Problem to solve: Could you show each line of the records that contains the word "JSON"?

Exercise data:
######

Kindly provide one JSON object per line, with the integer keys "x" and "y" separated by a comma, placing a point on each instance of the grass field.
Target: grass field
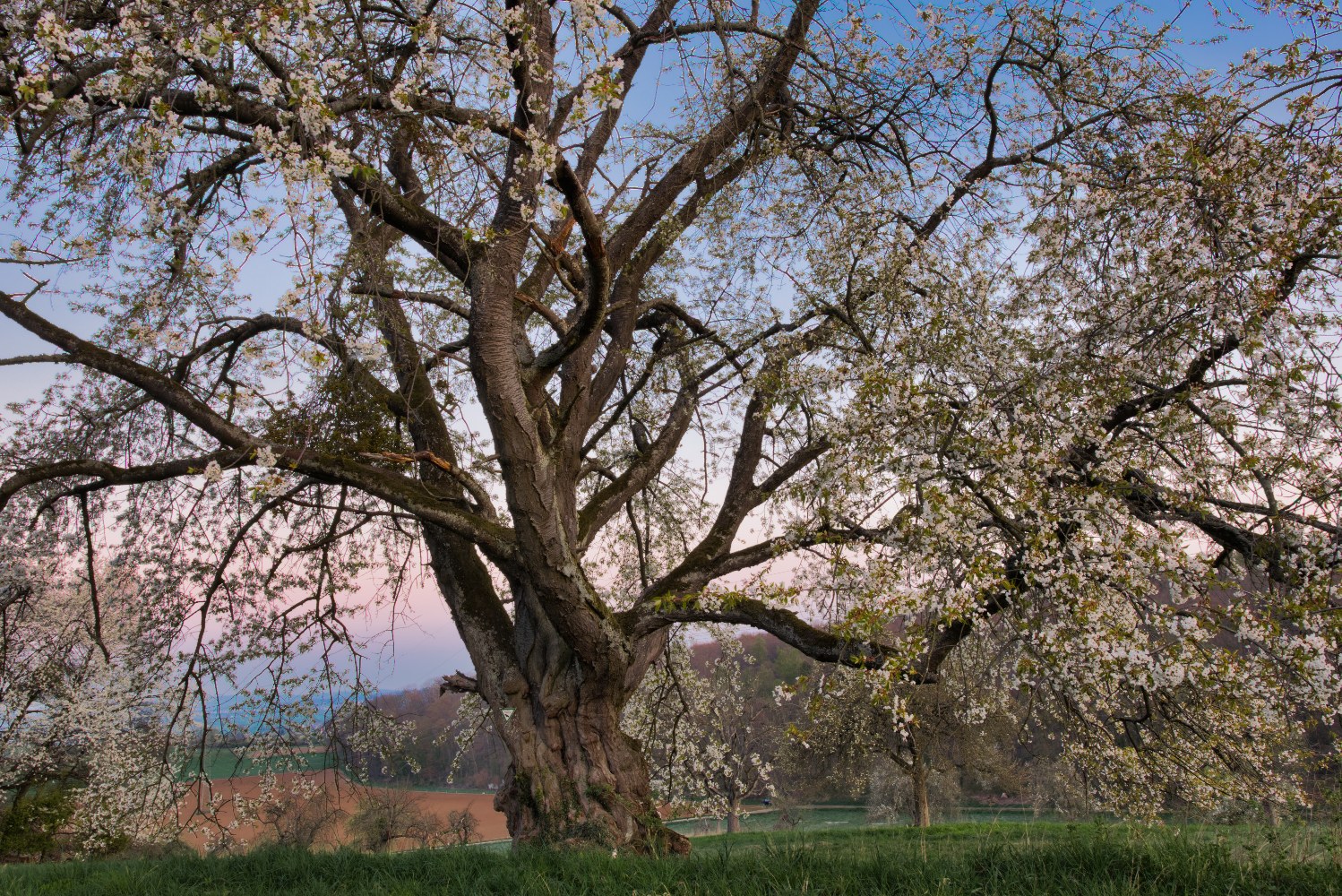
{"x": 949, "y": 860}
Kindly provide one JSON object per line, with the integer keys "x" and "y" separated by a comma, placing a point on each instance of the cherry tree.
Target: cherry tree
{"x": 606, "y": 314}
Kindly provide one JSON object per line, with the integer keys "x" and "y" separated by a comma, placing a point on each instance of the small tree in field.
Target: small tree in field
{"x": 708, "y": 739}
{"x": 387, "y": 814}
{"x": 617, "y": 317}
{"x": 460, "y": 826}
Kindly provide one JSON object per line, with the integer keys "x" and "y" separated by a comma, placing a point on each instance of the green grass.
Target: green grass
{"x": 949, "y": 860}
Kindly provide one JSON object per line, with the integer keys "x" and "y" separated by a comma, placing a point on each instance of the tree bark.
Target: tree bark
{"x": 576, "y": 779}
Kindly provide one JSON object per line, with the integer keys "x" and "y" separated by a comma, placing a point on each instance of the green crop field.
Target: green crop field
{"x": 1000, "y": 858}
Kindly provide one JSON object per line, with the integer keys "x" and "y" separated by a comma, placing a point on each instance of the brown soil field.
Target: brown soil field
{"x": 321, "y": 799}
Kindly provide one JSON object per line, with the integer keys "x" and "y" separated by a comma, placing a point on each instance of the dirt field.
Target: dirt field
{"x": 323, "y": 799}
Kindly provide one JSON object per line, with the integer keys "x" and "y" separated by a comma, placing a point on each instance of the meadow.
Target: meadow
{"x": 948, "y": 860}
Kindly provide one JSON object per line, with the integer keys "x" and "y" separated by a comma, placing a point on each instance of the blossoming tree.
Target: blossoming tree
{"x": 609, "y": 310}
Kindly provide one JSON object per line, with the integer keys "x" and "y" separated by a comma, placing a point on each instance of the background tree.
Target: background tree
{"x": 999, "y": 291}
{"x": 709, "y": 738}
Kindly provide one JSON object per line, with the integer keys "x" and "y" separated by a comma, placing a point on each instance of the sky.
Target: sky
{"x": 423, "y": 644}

######

Answer area:
Kindly provide one JSON object per line, with the integer keys "x" and "y" separated by a comma, placing a point on each instance of the grass field.
Kindly provide one JSON object per line, with the integer keys "x" and "y" separated by a comma, placing a point on each instance of the cherry tree.
Kindly provide one JSON object per line, with the integer keys "x" and "y" separated by a comma, placing a point on each instance of the small tree in field.
Kindly provide one JSON object per line, with the integer keys "x" and "y" separated by a comma, placing a point on each instance of the green grass.
Kindly provide one JSON object per line, with the integer keys "x" and "y" separated by a comma, placing a point on each instance of the tree bark.
Kindly provide one JSON object per line, with the integer keys "x" and "y" separated by a comma, placing a point on each instance of the green crop field.
Kindly provide one JSON object per line, with the integer keys "x" and "y" separated by a comma, placing a point on each instance of the brown soil field.
Kindly provide one JSON object per line, with the integer keys "x" and "y" separated by a comma, placing a point on each instance of the dirt field.
Kindly provide one JSON object per line, with the integer keys "x" and "y" separated by a comma, placing a point on each instance of the meadow.
Kindly provide one JSON object per line, with the integer keys "x" and "y" separated by a comma, placing a point on each instance of the blossoming tree.
Kindly provide one JSON object per line, with the integer keys "x" and "y" separated by a comma, placing a point on each instance of the background tree.
Kindly provide one JSON object per line, with the integer keys "x" and "y" separated by a comma, placing a point on each instance of the sky.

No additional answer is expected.